Le Journal de l'École de Paris - juillet/août 2018

Digital, un ami qui vous veut du bien ?

juillet/août 2018

L'édito de Thomas PARIS

On a pu penser qu’il s’agissait d’un monde nouveau, qui allait supplanter l’ordre établi. Le digital allait “disrupter” et reconfigurer des secteurs aux modes de fonctionnement ancestraux, balayer les acteurs historiques, à qui l’on promettait le chaos – « voyez Kodak ! » Tout cela était relayé par les pouvoirs publics qui en arrivaient parfois à ne plus jurer que par le digital, obnubilés, aveuglés.

La fascination n’est pas retombée. Et l’économie du digital reste complexe à appréhender, et plus encore à réguler. Néanmoins, le recul est désormais permis. C’est l’objet du séminaire Transformations numériques qu’a initié l’École de Paris du management depuis deux ans que de contribuer à ce recul. Et lorsque l’on prend du recul, comme nous y invite ce numéro, plusieurs constats s’offrent à nous.

Les promesses du digital n’ont pas fait long feu. C’est le premier constat, aussi explosif que le lancement d’un engin spatial. Le digital peut faire rêver de Mars. Avec lui, avec le monde dans lequel il nous plonge, le coût de mise sur orbite d’un satellite peut être divisé par dix, de même que le coût d’une échographie. Et sans aller jusqu’à Mars, il nous promet un monde où les véhicules seront autonomes. C’était inimaginable il n’y a pas si longtemps.

C’est plus généralement l’ensemble de nos activités qui peuvent être connectées. Prenez le lavage de dents. « Ça y est, on retombe dans la déraison ! » peut-on se dire. Eh bien non, la brosse à dents connectée n’est pas un gadget technologique, invention d’un savant cosinus. Elle rend le brossage de dents plus ludique et donc moins fastidieux pour les enfants notamment, et ouvre sur la collecte de données précieuses. Des objets connectés au spatial, en passant par l’imagerie médicale et la mobilité, c’est bien l’ensemble de nos activités qui s’ouvrent au digital.

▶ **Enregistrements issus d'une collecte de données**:
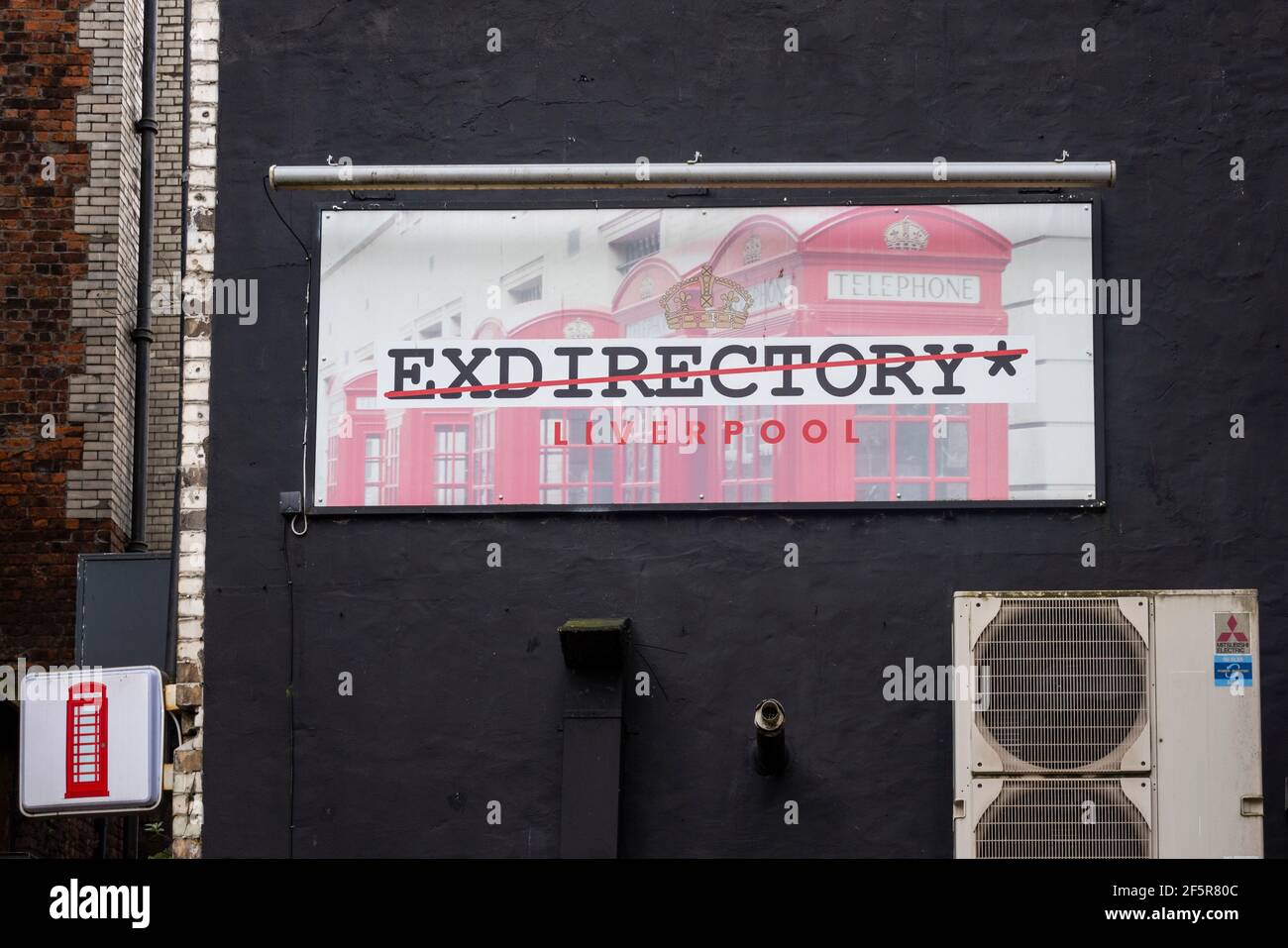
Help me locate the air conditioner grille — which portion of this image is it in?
[974,599,1149,773]
[975,778,1150,859]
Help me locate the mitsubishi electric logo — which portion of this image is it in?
[49,879,152,928]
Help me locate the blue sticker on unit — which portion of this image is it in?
[1212,656,1252,687]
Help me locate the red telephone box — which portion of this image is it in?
[67,682,107,798]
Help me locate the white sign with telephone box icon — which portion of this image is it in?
[18,666,164,816]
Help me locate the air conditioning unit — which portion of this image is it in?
[953,590,1265,859]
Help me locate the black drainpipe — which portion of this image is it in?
[125,0,158,553]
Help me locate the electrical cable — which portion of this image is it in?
[263,174,313,537]
[263,175,313,859]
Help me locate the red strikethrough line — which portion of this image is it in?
[385,349,1029,398]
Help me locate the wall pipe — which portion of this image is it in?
[125,0,158,553]
[268,161,1117,190]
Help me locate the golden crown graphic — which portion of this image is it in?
[885,218,930,250]
[660,265,752,330]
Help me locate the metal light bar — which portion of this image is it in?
[268,161,1117,190]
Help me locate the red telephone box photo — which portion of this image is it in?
[314,205,1095,507]
[65,682,107,798]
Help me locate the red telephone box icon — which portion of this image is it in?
[67,682,107,798]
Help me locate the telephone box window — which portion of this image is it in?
[434,425,471,506]
[720,406,776,501]
[854,404,970,501]
[538,408,617,503]
[471,411,496,503]
[362,434,382,506]
[622,442,661,503]
[65,682,107,798]
[382,428,402,503]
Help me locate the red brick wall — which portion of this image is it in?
[0,0,124,855]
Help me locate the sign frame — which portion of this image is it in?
[18,665,166,818]
[303,194,1108,519]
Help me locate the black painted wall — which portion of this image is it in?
[205,0,1288,857]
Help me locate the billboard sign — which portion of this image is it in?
[313,203,1098,509]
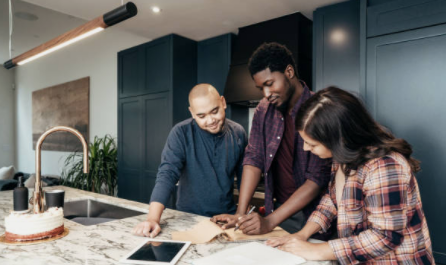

▶ **Vos tâches**:
**A)** Pour chacune des affirmations suivantes, indiquez si l'éditorial sur le digital la confirme, puis citez les mots qui permettent de trancher. (i) Le coût d'une échographie peut être divisé par dix. (ii) La brosse à dents connectée est présentée comme un gadget technologique. (iii) Le séminaire Transformations numériques a été lancé il y a cinq ans.
**B)** Rédigez la suite de l'éditorial sur le digital à partir de sa dernière phrase.

▶ **Liste des réponses**:
**A)**
(i) Oui : « le coût de mise sur orbite d’un satellite peut être divisé par dix, de même que le coût d’une échographie ».
(ii) Non : « la brosse à dents connectée n’est pas un gadget technologique ».
(iii) Non : « qu’a initié l’École de Paris du management depuis deux ans ».

**B)**
Autre constat majeur, un monde ne supplante pas l’autre. Une brosse à dents connectée est d’abord une brosse à dents, et Kolibree, l’entreprise qui la développe, doit se coltiner l’empoilage et la certification, et composer avec des problématiques industrielles. Valeo n’est pas devenue une entreprise numérique, mais a fait évoluer son savoir-faire pour y mêler de manière intime mécanique et numérique. Les exemples du véhicule autonome et de l’imagerie médicale mettent en avant les écueils de l’immixtion du numérique dans des secteurs existants, où il doit composer avec des normes et des pratiques. Se dessine à travers ces différents exemples l’image d’une alliance entre deux mondes. Le numérique impose dès lors de penser ou repenser son positionnement dans des chaînes de valeur et des écosystèmes qui évoluent, qu’on soit un acteur historique comme Valeo ou une start-up innovante comme Kolibree.

Qu’on le veuille ou non, le digital s’introduit dans le fonctionnement de tous les secteurs, dans l’environ­nement de toutes les entreprises. Il “s’invite”, pour reprendre les termes de Jacques Aschenbroich. Il n’est donc d’autre choix que d’y voir un ami et de l’accueillir.